Short task A.
Output everything in the passage on Fluid's liquidation risk from "However, these same" down to "eliminate it entirely.".
Short task B.
Using the passage on Fluid's liquidation risk, decide whether each statement agrees with it: (i) Fluid's parameterized ceilings, pauses, and dynamic interest rate curves remove the risk completely. (ii) Low penalties leave relatively little room to compensate liquidators. (iii) The protocol relies on external DEX liquidity. Answer yes or no for each and quote the deciding words.
Short task C.
Resume the passage on Fluid's liquidation risk, starting after its final sentence.

Source text.
However, these same features also compress buffers that traditionally protect lenders and depositors. With LTVs approaching ninety‑plus percent, even modest price declines or oracle disruptions can push vaults into liquidation territory, and low penalties leave relatively little room to compensate liquidators for adverse execution. The reliance on internal DEX liquidity and Flash Accounting means that the liquidity layer must remain robust under stress; if trading volumes fall or LPs withdraw during a market shock, the protocol’s ability to execute smooth liquidations may be impaired. Fluid’s parameterized ceilings, pauses, and dynamic interest rate curves are designed to mitigate this risk, but they cannot eliminate it entirely.

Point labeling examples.
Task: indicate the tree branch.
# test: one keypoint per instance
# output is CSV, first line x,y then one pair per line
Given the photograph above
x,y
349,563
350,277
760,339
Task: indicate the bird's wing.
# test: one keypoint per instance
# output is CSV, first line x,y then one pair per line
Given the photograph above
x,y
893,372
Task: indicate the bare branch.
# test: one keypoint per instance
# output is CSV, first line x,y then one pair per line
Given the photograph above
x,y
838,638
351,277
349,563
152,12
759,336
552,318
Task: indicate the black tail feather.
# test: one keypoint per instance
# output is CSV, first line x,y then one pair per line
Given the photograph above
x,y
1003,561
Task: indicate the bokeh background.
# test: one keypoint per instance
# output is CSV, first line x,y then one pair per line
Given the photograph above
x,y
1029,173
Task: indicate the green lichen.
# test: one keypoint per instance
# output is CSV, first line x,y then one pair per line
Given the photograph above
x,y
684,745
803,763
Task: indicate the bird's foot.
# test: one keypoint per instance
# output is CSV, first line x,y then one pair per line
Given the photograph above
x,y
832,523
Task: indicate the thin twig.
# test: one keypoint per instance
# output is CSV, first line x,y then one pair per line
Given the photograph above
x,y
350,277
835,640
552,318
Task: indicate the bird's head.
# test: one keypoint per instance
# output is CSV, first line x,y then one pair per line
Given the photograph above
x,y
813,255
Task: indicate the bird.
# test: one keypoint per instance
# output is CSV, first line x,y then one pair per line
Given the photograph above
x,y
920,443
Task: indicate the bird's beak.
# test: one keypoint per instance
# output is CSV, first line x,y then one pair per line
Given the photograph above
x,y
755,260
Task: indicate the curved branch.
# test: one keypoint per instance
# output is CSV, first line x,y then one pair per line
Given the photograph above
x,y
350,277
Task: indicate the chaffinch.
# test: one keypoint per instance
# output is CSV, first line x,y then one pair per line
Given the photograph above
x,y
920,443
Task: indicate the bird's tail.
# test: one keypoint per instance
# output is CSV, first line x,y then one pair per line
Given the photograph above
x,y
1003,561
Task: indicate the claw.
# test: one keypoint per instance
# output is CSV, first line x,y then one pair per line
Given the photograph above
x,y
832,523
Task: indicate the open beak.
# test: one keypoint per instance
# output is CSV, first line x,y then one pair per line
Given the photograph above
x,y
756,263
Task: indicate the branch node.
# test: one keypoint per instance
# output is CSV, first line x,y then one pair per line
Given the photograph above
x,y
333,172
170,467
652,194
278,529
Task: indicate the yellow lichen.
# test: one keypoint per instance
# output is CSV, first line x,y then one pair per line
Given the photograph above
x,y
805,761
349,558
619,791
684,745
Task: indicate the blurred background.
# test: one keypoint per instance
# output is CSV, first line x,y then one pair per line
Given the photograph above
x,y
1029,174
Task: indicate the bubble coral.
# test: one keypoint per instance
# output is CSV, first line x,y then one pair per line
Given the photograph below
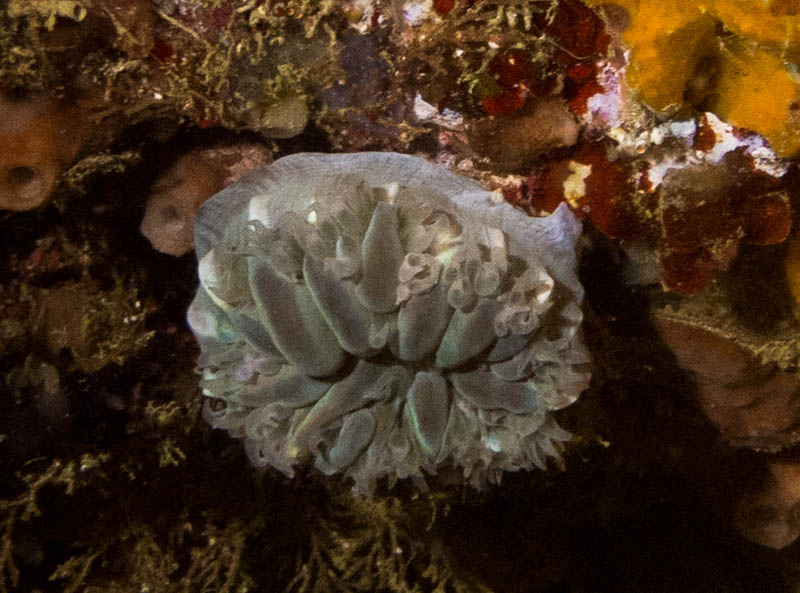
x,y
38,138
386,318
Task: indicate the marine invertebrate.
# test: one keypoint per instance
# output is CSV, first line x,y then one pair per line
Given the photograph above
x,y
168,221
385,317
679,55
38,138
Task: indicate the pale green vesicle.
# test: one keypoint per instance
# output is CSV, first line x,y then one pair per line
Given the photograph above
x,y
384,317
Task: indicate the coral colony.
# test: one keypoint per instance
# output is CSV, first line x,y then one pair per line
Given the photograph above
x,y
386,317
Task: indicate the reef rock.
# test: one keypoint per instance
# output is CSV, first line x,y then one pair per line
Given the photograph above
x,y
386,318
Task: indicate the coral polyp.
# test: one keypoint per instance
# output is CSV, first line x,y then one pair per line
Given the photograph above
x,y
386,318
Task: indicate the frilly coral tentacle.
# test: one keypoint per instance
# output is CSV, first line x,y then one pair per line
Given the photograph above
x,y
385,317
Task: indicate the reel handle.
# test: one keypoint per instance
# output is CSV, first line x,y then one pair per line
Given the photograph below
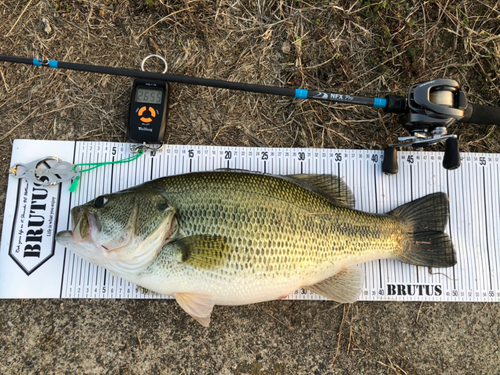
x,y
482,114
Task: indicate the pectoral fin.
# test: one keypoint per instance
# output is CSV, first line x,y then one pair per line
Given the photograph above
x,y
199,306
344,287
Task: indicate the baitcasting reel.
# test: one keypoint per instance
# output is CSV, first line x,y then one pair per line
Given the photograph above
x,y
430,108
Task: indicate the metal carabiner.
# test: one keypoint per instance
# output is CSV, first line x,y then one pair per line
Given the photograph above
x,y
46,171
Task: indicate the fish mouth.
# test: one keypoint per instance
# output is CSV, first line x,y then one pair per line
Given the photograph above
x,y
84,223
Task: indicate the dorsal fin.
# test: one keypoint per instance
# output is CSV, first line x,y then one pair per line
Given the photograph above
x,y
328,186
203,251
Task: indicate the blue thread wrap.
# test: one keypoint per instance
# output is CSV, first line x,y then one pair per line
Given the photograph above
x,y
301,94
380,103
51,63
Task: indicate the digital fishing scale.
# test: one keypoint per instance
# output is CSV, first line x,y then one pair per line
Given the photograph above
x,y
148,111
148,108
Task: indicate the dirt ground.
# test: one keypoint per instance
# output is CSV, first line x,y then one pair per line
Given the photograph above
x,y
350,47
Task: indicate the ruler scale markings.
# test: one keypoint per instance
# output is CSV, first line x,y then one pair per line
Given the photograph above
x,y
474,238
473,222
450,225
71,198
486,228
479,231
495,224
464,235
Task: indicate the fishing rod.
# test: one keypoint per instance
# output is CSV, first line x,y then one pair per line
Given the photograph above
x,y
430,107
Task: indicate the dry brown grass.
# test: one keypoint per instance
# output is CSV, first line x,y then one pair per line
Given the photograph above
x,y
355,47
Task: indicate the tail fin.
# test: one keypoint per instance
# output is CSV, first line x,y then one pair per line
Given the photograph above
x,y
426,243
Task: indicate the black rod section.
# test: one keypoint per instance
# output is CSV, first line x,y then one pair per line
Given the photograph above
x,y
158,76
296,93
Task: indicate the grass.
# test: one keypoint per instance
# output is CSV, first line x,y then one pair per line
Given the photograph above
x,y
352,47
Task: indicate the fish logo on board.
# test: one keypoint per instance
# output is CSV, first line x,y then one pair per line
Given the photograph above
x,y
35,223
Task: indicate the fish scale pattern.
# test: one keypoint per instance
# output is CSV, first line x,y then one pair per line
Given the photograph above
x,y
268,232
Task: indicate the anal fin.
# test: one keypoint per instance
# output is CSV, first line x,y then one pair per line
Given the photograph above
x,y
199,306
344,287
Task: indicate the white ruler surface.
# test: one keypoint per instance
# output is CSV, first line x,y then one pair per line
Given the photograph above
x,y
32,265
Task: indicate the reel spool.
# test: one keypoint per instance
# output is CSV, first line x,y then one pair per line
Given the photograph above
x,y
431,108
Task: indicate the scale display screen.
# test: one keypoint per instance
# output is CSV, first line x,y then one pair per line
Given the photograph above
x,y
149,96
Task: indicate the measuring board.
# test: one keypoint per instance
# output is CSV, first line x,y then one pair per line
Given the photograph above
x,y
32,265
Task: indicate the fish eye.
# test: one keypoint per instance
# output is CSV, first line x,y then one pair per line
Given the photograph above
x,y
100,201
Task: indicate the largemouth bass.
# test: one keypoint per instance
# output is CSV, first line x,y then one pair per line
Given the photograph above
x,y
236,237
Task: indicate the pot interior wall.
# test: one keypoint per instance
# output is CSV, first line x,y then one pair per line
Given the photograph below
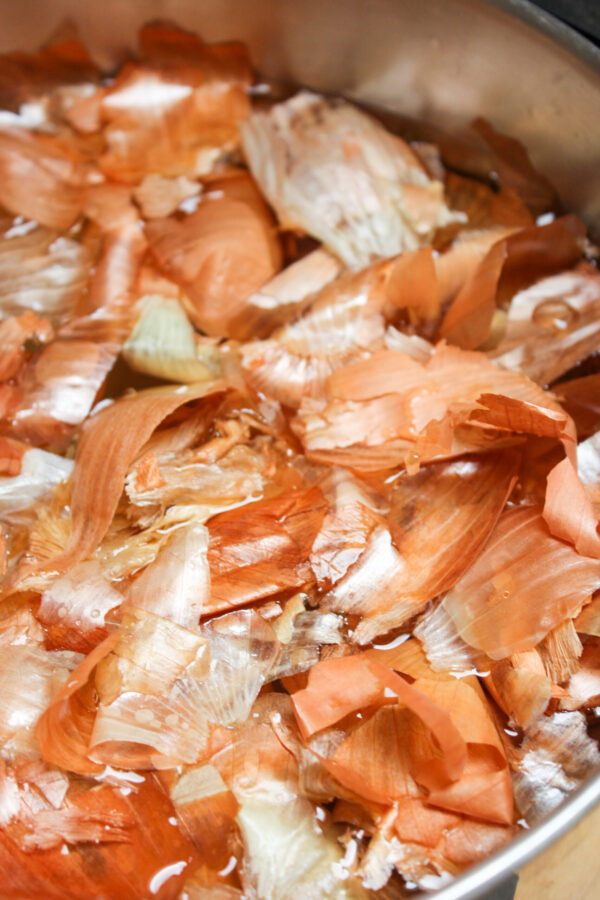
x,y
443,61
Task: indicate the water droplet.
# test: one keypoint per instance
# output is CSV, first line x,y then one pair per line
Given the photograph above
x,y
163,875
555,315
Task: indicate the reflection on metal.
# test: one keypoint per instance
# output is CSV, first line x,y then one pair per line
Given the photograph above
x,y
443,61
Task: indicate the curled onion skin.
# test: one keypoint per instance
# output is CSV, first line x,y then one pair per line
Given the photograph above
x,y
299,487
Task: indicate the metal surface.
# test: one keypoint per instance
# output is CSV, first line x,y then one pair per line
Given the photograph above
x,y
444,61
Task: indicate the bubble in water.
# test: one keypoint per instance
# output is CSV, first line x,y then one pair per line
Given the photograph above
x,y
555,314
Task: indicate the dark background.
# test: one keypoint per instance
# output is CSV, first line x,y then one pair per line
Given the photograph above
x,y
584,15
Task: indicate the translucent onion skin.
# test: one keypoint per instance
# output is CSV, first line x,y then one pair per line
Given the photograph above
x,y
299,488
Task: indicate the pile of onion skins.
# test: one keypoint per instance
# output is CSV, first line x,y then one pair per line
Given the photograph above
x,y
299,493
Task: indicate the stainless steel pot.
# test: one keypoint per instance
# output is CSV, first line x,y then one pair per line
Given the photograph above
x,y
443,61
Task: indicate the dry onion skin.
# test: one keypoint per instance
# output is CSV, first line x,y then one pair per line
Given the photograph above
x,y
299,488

Exercise output A.
However, these same features also compress buffers that traditionally protect lenders and depositors. With LTVs approaching ninety‑plus percent, even modest price declines or oracle disruptions can push vaults into liquidation territory, and low penalties leave relatively little room to compensate liquidators for adverse execution. The reliance on internal DEX liquidity and Flash Accounting means that the liquidity layer must remain robust under stress; if trading volumes fall or LPs withdraw during a market shock, the protocol’s ability to execute smooth liquidations may be impaired. Fluid’s parameterized ceilings, pauses, and dynamic interest rate curves are designed to mitigate this risk, but they cannot eliminate it entirely.

Exercise output B.
(i) No: "they cannot eliminate it entirely."
(ii) Yes: "low penalties leave relatively little room to compensate liquidators for adverse execution"
(iii) No: "The reliance on internal DEX liquidity and Flash Accounting"

Exercise output C.
The Resolv incident underscores how external asset failures can stress this trade‑off. USR’s collapse was not caused by Fluid, but once the asset depegged, the protocol’s shared liquidity architecture meant that USR‑related bad debt effectively became a problem for the entire system and its governance token holders. Fluid’s decision to cover user losses and repay tens of millions of dollars in debt helped preserve depositor confidence, but it also highlighted the systemic consequences of listing high‑yield, experimental stablecoins in a platform where all activities draw from the same liquidity pool. Future governance decisions about asset listings and collateral parameters will likely weigh the incremental yield benefits of such assets against the potential cost of similar rescue operations.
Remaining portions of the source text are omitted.